Work request
In the records below, find the line containing "Mark every instance of the suv hood"; give it again exactly, along with every line that follows, and nothing else.

Input data
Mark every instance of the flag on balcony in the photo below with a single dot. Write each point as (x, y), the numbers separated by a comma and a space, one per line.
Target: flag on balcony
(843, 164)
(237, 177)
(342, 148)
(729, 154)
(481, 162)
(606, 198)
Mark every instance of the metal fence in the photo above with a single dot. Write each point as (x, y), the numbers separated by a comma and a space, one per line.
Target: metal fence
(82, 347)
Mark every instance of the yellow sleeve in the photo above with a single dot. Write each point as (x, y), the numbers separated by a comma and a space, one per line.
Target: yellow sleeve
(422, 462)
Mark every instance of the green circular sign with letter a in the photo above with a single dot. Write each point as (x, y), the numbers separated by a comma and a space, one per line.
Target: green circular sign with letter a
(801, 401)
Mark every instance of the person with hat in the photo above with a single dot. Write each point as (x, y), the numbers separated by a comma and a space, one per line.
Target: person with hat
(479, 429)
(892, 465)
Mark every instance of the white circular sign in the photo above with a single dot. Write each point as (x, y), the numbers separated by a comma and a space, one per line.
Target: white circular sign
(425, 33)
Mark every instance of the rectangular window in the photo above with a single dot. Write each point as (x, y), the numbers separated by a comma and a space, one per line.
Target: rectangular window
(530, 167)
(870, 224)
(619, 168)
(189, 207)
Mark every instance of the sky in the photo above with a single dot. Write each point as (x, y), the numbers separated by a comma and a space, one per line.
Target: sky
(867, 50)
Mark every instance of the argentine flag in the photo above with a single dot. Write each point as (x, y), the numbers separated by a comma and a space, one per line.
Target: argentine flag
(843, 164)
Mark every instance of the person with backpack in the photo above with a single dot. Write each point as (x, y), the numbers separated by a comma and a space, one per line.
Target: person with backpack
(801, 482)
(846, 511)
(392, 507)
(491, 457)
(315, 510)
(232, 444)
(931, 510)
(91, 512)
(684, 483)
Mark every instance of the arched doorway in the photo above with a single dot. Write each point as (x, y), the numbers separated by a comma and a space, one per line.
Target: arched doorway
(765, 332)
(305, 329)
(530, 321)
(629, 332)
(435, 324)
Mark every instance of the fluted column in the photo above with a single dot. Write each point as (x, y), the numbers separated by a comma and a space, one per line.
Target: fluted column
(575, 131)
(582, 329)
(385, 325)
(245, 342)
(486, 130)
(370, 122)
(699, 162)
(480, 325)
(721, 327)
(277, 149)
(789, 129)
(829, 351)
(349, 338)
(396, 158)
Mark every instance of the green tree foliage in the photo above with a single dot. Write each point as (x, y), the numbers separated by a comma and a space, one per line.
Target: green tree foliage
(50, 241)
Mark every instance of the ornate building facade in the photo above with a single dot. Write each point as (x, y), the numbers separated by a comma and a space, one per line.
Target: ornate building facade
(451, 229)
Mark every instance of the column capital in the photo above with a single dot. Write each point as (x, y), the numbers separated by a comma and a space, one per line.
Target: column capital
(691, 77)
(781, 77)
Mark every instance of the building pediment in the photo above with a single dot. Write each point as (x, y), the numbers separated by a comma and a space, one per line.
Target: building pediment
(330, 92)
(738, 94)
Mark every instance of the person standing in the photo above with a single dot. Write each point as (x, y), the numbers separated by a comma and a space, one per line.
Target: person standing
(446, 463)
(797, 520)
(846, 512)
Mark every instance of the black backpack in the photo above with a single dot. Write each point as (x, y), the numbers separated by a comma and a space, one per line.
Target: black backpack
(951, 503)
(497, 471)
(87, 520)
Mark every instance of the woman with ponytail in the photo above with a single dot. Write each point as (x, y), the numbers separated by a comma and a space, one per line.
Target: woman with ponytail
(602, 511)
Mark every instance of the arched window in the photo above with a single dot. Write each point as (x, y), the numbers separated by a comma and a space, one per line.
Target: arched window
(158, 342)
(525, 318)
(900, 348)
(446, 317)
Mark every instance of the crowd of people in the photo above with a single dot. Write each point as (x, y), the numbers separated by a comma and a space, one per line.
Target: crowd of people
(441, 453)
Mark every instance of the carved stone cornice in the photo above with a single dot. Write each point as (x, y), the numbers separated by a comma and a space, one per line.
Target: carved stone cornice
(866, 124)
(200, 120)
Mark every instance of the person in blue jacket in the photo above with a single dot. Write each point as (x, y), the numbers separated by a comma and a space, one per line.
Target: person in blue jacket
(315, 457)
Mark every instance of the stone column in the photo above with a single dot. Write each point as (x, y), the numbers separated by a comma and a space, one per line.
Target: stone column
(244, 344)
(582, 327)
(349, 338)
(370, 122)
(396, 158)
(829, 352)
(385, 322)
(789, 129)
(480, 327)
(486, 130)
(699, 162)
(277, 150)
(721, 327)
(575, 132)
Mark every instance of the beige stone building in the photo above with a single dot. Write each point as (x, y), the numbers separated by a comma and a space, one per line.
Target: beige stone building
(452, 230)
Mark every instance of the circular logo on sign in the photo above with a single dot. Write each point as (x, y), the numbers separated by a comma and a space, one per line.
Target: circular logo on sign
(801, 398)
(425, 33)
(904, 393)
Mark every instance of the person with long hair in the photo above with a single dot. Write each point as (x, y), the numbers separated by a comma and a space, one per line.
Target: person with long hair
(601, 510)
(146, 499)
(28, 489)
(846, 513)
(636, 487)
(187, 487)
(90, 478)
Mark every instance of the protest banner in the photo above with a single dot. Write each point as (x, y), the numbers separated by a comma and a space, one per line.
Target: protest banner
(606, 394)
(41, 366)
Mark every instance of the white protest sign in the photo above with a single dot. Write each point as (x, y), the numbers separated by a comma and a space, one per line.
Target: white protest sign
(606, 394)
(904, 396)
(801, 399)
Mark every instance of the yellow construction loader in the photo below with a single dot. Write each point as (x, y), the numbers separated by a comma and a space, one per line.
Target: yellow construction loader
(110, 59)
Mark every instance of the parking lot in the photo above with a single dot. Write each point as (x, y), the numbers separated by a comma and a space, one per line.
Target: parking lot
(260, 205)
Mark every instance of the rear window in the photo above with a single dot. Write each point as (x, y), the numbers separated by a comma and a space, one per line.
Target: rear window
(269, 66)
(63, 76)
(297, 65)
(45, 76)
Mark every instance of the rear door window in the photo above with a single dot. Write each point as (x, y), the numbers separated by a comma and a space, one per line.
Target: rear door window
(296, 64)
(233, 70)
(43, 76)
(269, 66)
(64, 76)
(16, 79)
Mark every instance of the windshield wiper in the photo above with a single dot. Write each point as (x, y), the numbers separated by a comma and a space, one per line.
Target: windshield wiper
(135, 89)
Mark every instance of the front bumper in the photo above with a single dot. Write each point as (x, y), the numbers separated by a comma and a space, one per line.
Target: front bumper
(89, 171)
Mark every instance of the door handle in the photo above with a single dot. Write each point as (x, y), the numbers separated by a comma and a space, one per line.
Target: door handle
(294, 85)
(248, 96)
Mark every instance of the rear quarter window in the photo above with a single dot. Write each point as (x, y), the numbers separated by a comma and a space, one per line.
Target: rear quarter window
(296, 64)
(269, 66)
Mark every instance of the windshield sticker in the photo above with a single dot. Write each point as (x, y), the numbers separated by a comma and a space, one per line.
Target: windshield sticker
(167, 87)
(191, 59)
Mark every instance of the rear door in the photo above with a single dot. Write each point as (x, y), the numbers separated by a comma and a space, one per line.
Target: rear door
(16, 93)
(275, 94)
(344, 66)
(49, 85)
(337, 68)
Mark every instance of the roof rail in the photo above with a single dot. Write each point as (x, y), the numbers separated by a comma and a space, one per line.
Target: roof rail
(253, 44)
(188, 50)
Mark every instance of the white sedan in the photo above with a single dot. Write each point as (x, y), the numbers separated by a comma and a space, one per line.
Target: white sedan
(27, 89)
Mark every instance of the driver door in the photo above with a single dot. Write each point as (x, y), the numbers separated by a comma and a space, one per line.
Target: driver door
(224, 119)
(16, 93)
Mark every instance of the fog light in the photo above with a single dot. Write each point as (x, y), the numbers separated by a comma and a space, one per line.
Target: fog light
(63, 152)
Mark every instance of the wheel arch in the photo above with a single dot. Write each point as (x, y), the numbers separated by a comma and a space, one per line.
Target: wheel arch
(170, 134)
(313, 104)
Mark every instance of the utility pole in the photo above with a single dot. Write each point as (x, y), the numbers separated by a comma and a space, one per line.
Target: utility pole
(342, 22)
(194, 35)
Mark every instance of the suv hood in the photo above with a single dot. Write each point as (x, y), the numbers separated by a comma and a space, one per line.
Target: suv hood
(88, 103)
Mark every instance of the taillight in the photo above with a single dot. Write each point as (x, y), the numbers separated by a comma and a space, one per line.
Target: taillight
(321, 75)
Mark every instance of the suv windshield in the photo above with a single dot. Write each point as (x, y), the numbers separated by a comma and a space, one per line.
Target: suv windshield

Response for this exercise
Mark every instance of the suv hood in the photo above with a single dot. Write each point as (x, y), the numbers separated by a comma and a space, one per line.
Target: suv hood
(88, 103)
Mark every instance of the taillight in the photo above with a single dot. Write each point as (x, y), the numbers separated by a comma and a space, one per line.
Target: taillight
(321, 75)
Mark every instance of the suv windshield in the photo above with a single dot. Write each point as (x, y), the numbers separated by a comma and a space, one per line.
Target: suv windshield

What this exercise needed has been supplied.